- Records provided:
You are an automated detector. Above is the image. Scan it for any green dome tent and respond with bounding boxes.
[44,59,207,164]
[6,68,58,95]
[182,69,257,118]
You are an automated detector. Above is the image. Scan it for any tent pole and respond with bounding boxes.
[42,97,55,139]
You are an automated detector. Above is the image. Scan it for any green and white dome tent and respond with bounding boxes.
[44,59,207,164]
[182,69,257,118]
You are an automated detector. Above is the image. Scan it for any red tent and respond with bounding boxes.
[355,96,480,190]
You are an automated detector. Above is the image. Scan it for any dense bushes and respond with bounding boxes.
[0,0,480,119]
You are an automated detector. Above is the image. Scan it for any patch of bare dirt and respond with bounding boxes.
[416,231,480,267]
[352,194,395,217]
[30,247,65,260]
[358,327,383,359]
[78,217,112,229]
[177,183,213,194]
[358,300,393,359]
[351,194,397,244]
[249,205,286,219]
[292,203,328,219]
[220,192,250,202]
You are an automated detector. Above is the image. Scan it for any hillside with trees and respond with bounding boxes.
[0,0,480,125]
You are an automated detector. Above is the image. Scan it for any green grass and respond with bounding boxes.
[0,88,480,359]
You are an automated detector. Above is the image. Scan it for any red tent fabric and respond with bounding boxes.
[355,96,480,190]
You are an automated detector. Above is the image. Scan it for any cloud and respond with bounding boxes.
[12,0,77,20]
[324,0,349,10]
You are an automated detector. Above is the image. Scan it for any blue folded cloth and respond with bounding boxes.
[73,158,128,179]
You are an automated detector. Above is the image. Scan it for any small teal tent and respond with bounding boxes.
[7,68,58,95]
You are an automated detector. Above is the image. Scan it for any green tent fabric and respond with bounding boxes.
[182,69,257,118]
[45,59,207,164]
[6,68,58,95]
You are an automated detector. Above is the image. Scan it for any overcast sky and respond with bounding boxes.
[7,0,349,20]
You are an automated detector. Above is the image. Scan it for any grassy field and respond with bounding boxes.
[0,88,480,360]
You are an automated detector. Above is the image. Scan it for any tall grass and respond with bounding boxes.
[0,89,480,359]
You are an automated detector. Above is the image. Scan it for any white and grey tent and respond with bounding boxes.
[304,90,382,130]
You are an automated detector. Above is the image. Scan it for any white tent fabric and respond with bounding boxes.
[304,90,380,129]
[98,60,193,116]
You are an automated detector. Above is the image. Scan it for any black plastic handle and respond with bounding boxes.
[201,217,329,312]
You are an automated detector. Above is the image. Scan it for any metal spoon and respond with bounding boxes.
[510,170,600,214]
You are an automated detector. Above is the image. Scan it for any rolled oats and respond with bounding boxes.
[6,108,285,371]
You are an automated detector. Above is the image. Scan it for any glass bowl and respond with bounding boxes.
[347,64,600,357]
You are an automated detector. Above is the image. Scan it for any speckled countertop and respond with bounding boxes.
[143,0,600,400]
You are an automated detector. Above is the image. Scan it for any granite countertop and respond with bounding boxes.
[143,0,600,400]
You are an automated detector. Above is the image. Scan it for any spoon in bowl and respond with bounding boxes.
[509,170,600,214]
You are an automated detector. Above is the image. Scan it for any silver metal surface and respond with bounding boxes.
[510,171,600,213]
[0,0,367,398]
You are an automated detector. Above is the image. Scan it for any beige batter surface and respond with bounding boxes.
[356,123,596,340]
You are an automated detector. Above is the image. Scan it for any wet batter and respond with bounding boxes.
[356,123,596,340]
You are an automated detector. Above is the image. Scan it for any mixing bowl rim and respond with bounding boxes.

- Required task: Can you update all of the lines above so that every "automated detector" becomes "object detector", with nothing else changed?

- Correct response:
You are an object detector. Above is the image. Scan it for any green dome tent and respond with bounding boxes.
[44,59,207,164]
[6,68,58,95]
[182,69,257,118]
You are an object detector. Above is the image. Scan it for any tent pole and respond with bounding boxes.
[42,97,55,139]
You are an object detector. Above is the image. Scan it for any green and white dome tent and respond with bounding boxes.
[44,59,207,164]
[182,69,257,118]
You are an object detector. Above is the image. Scan it for any red tent and respond with bounding boxes.
[355,96,480,190]
You are an object detector. Above is the image. Scan it for any dense bushes and respond with bounding boxes.
[0,0,480,119]
You are an object detector. Above is the image. Scan it for any patch of bare dirt and respond with bounding boxes.
[416,231,480,267]
[352,194,395,217]
[30,247,65,260]
[358,327,383,359]
[78,217,112,229]
[177,183,213,194]
[358,300,393,359]
[351,194,397,244]
[249,205,286,219]
[292,203,328,219]
[220,192,250,202]
You are an object detector. Above is the image. Scan it for any hillside with trees and respond with bounding boxes.
[0,0,480,125]
You are an object detector. Above is the image. Scan it for any green grass and respond with bounding boxes.
[0,88,480,359]
You are an object detector. Above is the image. Scan it for any red tent fabric and respond with bounding boxes.
[355,96,480,190]
You are an object detector. Above is the image. Scan it for any cloud and respond with bounding boxes.
[12,0,77,20]
[324,0,349,10]
You are an object detector. Above is the image. Scan it for any blue folded cloth and respond with bounding boxes.
[73,158,128,179]
You are an object detector. Above is the image. Scan it for any small teal tent and respond with bounding boxes.
[7,68,58,95]
You are an object detector. Above is the image. Scan it for any green tent fabric and respond with bounding boxes.
[182,69,257,118]
[45,59,207,164]
[6,68,58,95]
You are an object detector. Above is the image. Scan it for any overcast sky and respond with bounding boxes.
[7,0,349,20]
You are an object detector. Above is the image. Scan it for any grassy field and respond with bounding boxes.
[0,88,480,360]
You are an object detector. Above is the image. Scan it for any tall grass and respond with bounding boxes.
[0,89,480,359]
You are an object detector. Above is the image. Scan it for any white and grey tent and respond with bounding boxes.
[304,90,382,130]
You are an object detector. Above is the image. Scan it for any white tent fabric and respond with bounding boxes.
[304,90,380,129]
[98,60,193,116]
You are an object detector. Above is the image. Scan it for any black plastic handle and respond with bounding boxes.
[201,217,329,312]
You are an object detector. Above is the image. Scan it for any metal spoon and respond with bounding boxes.
[510,170,600,214]
You are an object detector. Above is the image. Scan it for any rolled oats and respond with bounding boxes.
[6,108,285,371]
You are an object detector. Above is the image. Scan it for any glass bowl and respond with bounding boxes.
[347,64,600,357]
You are an object detector. Above is the image. Scan it for any speckled countertop and respond with bounding boxes.
[143,0,600,400]
You are an object detector. Above is the image. Scan it for any granite countertop and respond with bounding boxes.
[143,0,600,400]
You are an object detector. Above is the image. Scan it for any spoon in bowl and respond with bounding boxes.
[509,170,600,214]
You are an object detector. Above is the image. Scan it for any silver metal surface and respond with bounding boxes.
[510,171,600,213]
[0,0,367,398]
You are an object detector. Above is the image. Scan it for any beige batter surface and respond with bounding boxes.
[356,123,596,340]
You are an object detector. Above is the image. Scan it for any wet batter and respond with bounding boxes.
[356,123,596,340]
You are an object detector. Above is the image. Scan it for any mixing bowl rim and respond with bounding boxes.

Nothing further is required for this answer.